Your objective
Print the listing below line for line, changing nothing.
--- BEGIN Available data ---
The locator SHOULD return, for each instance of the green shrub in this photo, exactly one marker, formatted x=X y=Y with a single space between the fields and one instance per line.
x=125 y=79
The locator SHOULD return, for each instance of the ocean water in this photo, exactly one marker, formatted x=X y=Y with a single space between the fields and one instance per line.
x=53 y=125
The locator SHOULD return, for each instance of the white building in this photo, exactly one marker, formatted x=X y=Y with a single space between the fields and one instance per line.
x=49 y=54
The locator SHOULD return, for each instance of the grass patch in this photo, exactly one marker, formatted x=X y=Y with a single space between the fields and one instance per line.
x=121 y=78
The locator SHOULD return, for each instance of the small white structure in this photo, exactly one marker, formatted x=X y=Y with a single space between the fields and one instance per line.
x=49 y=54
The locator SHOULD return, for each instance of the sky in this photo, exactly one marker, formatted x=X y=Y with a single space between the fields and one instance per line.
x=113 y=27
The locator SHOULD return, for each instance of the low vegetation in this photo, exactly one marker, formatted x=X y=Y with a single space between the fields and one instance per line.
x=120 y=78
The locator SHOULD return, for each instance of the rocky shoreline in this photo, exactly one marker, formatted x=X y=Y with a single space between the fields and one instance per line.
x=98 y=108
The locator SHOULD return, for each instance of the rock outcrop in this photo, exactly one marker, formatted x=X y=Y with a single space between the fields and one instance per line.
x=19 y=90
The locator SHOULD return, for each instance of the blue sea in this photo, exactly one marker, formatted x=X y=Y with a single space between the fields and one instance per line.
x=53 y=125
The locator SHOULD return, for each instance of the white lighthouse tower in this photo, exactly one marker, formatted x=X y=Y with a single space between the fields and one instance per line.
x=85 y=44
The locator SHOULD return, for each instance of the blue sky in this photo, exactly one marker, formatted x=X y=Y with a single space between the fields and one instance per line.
--- END Available data ---
Answer to this exercise
The locator SHOULD return, for each instance of the green shrub in this photo, exactly one marker, formatted x=X y=Y with a single space between the fields and one instance per line.
x=125 y=79
The locator SHOULD return, for each instance of the ocean water in this photo, exactly one marker, formatted x=X y=Y with a single space between the fields and one instance per line.
x=53 y=125
The locator SHOULD return, for each instance of the white building in this photo, exactly one marker, formatted x=X y=Y with a single space between the fields and one instance per line.
x=49 y=54
The locator SHOULD return, for each instance of the grass patch in this photo, exactly one marker, formatted x=X y=Y with a single space between the fields and one instance per line.
x=121 y=78
The locator SHOULD return, for each instance of the small white structure in this photo, exactly one marker, formatted x=X y=Y with a single space between the fields and one instance per line.
x=49 y=54
The locator SHOULD return, for each instance of the sky in this photo, exactly one marker, formatted x=X y=Y with a single space between the fields and one instance per line.
x=113 y=27
The locator SHOULD return, for each instance of the low vegetation in this photo, exactly one marker, formatted x=X y=Y with a single space between the fields and one instance per line.
x=120 y=78
The locator SHOULD return, for each instance of the rocky shoreline in this photo, exactly one marker, formatted x=X y=Y with a single space between the fields and one instance per line.
x=98 y=108
The locator SHOULD return, for each instance of the rock outcrop in this photo, exactly one marker, formatted x=X y=Y with a single space between the fields and one instance per line.
x=19 y=90
The locator SHOULD return, for each instance of the blue sea in this photo, exactly one marker, formatted x=X y=Y with a single space between the fields and one instance per line.
x=53 y=125
The locator SHOULD return, for each instance of the white lighthouse tower in this photo, exactly one marker, formatted x=X y=Y with a single space between the fields and one instance per line.
x=85 y=44
The locator SHOULD return, for each instance of the blue sky in this photo, exactly one marker, formatted x=X y=Y with a single space between the fields and one instance per line.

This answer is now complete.